**Exercise instructions:**
What is the number of lines in these entries that contain "below"? State it alone.

**Available records:**
________

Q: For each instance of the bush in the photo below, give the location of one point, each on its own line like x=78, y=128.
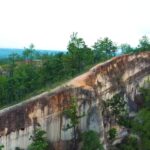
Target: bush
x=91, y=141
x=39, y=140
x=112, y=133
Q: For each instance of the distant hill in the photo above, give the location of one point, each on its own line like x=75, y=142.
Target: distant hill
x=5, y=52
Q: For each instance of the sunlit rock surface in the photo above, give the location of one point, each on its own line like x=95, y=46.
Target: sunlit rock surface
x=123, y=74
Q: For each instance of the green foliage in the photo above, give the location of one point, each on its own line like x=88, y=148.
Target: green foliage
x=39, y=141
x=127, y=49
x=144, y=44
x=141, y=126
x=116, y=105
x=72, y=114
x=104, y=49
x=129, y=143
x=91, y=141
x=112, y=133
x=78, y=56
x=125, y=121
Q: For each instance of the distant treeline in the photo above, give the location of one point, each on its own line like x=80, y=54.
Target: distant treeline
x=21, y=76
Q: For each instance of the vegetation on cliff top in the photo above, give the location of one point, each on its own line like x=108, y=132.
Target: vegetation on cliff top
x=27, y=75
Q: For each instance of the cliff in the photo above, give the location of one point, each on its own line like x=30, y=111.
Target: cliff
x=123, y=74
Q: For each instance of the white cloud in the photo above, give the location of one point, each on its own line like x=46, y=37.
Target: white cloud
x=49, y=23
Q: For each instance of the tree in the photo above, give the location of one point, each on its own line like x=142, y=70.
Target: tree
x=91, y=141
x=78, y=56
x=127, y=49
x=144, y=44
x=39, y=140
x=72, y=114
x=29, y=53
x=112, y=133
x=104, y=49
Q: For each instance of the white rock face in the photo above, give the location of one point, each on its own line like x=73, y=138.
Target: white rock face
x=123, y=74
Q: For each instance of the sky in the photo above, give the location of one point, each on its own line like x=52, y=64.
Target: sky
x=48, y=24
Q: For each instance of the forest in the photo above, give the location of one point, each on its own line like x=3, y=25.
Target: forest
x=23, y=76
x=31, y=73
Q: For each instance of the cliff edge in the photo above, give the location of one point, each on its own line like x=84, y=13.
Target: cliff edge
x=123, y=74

________

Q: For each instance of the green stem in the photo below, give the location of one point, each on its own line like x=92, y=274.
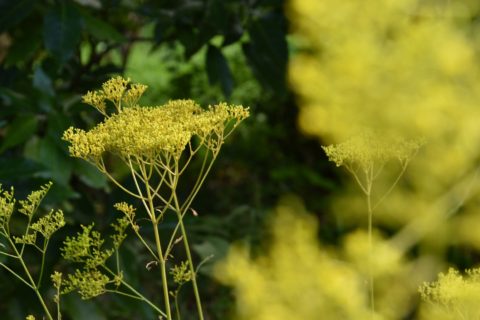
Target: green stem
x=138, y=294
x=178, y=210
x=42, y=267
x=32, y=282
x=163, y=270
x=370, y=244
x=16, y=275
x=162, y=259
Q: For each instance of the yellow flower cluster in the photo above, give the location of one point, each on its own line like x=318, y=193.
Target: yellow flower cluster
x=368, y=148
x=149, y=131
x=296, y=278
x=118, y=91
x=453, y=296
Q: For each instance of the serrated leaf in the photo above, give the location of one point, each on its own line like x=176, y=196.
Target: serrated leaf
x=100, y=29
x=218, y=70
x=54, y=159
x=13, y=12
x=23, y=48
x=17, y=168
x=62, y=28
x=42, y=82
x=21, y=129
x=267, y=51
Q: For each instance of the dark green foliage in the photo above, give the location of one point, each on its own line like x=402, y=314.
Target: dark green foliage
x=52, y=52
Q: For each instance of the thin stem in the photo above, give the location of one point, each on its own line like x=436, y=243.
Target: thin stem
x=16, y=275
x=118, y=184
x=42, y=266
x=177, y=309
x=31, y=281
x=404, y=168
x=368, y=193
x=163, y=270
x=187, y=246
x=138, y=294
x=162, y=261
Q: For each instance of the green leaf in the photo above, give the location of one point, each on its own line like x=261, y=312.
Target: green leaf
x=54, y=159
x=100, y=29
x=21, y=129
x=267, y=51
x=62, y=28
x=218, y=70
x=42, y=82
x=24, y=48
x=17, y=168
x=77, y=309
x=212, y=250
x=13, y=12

________

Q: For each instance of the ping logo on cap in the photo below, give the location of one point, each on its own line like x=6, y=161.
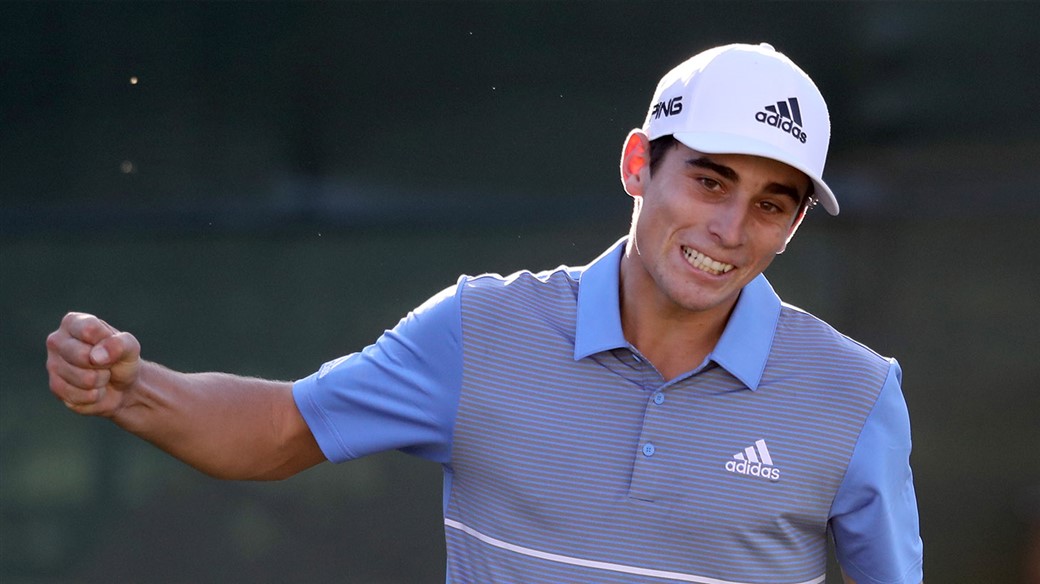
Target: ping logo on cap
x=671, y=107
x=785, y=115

________

**Response to this task:**
3